§ Location labeling records
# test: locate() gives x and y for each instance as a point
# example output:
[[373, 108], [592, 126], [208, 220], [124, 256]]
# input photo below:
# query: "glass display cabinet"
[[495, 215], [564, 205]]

--

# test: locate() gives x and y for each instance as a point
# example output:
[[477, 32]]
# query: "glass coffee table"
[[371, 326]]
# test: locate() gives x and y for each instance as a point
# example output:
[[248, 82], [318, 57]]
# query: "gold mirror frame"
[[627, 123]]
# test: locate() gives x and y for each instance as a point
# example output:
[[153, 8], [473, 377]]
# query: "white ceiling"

§ Task objective
From the lines above, copy each one that contains the string "glass".

§ Answer for this exercise
# query: "glass display cabinet"
# query: "glass coffee table"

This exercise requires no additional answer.